Image point grounding data:
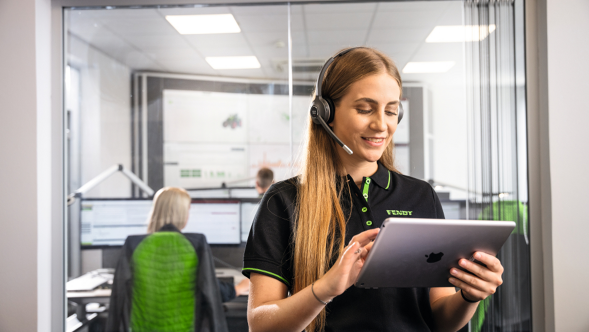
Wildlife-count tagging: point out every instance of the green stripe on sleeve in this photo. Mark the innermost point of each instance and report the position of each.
(266, 272)
(365, 190)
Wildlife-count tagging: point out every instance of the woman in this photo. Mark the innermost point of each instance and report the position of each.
(313, 232)
(165, 280)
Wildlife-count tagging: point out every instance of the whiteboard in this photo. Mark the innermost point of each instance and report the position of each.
(216, 137)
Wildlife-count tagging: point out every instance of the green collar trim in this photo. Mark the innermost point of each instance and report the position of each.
(366, 187)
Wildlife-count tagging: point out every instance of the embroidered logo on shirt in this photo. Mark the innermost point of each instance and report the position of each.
(399, 213)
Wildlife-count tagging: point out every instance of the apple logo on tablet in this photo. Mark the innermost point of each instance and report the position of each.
(434, 257)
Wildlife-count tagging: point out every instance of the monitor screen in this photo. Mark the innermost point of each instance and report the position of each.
(218, 220)
(109, 222)
(248, 212)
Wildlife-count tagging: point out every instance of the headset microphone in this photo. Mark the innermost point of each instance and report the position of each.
(329, 131)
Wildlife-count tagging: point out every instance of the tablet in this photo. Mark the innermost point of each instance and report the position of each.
(421, 252)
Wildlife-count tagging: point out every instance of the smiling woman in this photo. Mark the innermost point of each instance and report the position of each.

### Task details
Write the entries above out again exactly, but not the pictures.

### Solved problem
Wildlife-count tagging: point out every instance of the green stripe on sleeve in this photo. Mark the innermost point of each instance and report the position of each.
(266, 272)
(365, 190)
Wildlife-count tagging: point out every instance of the woman in this photo. Mark the innermost point of each instance and report the position of each.
(313, 232)
(165, 280)
Wildlife-count tagging: point out every instance of the whiteboard in this photo. Mark the innermost point of each instance and report the position of each.
(216, 137)
Wildlife-count tagging: point out every instance of the green collar trim in this photo. Mark the innermost point of each instance and report the position of each.
(366, 187)
Wildlife-count tagging: point out every instance of the embroidered logo on shirt in this photo. Mark the innermost point of each instance and report the position of each.
(399, 213)
Wildlife-count tagging: point out every instance of the apple logo on tablet in this photo. Mark the innermost point of each instance and report the position of each.
(434, 257)
Wildlife-count tagging: point out every instance of the monitor screen in this photo. Mark the innermost point of each instance and report the position of each.
(218, 220)
(109, 222)
(248, 212)
Wildlife-count tagging: point out every instance of the headset microphone in this photo. Mark the innermost point of each instance and report the position of each.
(329, 131)
Wildlife-count tagging: point out every instance of the tablet in this photo. Mark the innermost point of each instance and report the position of each.
(421, 252)
Wildlife-count tagging: point out every instance of the smiling woman in this photo. Mark the innermost point of each instance and report the position of each.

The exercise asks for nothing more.